**Stored items from a collection:**
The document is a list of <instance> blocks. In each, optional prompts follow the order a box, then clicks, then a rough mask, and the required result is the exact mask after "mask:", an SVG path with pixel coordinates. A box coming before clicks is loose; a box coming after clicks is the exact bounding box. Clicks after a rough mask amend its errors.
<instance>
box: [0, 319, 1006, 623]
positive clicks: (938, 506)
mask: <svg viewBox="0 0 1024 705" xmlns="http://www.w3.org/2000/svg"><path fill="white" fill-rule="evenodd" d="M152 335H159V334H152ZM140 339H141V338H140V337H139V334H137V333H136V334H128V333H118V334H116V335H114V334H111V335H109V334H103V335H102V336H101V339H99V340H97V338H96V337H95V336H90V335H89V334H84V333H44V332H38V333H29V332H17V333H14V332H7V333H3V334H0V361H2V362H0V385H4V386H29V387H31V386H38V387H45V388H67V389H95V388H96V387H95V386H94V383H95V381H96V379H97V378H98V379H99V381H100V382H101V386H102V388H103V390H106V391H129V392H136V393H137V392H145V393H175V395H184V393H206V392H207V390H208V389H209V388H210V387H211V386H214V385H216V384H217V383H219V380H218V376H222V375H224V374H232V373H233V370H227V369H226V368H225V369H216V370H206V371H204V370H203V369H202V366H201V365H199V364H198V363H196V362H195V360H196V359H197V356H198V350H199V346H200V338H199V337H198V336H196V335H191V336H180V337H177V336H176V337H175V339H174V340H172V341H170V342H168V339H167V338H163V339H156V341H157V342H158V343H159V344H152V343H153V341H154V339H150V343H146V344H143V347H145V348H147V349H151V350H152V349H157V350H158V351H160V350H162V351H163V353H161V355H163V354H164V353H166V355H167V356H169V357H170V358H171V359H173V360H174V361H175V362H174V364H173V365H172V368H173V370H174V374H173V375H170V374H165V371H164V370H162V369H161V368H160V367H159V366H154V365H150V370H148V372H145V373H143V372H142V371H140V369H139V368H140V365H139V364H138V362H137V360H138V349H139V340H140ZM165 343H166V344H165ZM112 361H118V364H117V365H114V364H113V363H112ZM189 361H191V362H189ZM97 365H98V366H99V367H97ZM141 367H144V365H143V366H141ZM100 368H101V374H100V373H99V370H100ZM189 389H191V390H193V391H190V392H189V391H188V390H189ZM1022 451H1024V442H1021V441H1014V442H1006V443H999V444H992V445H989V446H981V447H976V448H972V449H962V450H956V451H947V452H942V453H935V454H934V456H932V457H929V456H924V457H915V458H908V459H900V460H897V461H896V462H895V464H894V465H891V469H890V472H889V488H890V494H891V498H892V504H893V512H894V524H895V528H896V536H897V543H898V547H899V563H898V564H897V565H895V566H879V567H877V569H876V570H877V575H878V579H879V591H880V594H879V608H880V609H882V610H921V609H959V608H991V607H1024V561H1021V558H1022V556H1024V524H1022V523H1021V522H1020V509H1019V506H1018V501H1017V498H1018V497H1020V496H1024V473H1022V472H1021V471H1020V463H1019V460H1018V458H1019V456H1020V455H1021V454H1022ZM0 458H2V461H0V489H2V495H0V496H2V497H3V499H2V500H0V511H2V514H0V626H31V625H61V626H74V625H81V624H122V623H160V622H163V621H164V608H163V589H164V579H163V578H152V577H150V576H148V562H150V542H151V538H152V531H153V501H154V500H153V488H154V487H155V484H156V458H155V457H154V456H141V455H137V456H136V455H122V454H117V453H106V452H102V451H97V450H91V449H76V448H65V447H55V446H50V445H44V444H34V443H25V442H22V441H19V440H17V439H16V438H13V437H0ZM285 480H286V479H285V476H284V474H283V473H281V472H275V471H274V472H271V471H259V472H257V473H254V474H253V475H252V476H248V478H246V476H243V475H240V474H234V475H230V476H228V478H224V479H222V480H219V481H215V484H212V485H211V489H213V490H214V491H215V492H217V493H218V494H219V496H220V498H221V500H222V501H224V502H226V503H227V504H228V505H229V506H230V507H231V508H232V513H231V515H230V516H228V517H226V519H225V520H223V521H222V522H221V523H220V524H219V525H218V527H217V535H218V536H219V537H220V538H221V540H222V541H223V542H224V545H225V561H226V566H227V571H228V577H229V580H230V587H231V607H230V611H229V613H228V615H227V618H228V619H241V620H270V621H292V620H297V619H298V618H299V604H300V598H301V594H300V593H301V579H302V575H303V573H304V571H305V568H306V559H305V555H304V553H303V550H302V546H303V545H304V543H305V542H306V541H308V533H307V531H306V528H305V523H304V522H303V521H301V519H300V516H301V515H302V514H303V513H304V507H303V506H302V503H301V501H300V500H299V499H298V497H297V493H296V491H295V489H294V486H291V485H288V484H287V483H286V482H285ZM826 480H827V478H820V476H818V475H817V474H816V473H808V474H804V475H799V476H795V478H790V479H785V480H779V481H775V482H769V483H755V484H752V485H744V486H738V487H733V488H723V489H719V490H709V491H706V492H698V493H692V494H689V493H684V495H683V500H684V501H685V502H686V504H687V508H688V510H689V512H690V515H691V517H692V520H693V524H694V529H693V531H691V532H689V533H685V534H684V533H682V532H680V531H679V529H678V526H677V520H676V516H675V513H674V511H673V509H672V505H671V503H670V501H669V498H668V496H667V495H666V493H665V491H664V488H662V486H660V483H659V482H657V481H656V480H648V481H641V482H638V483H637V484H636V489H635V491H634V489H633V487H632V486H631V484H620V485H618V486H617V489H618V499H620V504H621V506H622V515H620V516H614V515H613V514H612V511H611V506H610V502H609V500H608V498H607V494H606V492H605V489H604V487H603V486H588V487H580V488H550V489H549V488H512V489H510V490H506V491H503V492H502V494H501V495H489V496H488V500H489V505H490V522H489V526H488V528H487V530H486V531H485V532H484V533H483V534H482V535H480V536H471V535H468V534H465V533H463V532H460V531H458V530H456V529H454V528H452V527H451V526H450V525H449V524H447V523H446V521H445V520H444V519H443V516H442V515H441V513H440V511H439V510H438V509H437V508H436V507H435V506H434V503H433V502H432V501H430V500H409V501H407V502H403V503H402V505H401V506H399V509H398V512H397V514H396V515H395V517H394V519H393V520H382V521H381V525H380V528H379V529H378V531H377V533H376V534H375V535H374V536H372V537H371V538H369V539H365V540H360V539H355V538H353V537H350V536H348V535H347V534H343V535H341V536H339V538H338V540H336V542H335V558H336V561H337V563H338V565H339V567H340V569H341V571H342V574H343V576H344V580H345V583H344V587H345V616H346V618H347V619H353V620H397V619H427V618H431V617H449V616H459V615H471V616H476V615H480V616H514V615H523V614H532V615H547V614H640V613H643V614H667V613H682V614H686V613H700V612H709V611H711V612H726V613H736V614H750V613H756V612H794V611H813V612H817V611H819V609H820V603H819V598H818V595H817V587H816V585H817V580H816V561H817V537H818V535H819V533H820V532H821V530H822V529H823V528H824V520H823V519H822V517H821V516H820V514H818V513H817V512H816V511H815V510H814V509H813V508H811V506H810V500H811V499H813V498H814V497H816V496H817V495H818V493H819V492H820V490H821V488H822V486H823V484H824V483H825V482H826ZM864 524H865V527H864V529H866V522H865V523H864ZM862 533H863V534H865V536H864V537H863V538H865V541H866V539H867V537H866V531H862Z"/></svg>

**Task directions:** Exactly as they appear above, output the lines of the data from the first through the one that contains "box: [0, 319, 1006, 623]", and only those lines.

**Output for this task:**
The document is a list of <instance> blocks. In each, optional prompts follow the order a box, then clicks, then a rough mask, and the required result is the exact mask after "mask:", an SVG path with pixel coordinates. A box coming before clicks is loose; a box coming after clicks is the exact bounding box. Clicks after a rough mask amend its errors.
<instance>
box: [0, 319, 1006, 623]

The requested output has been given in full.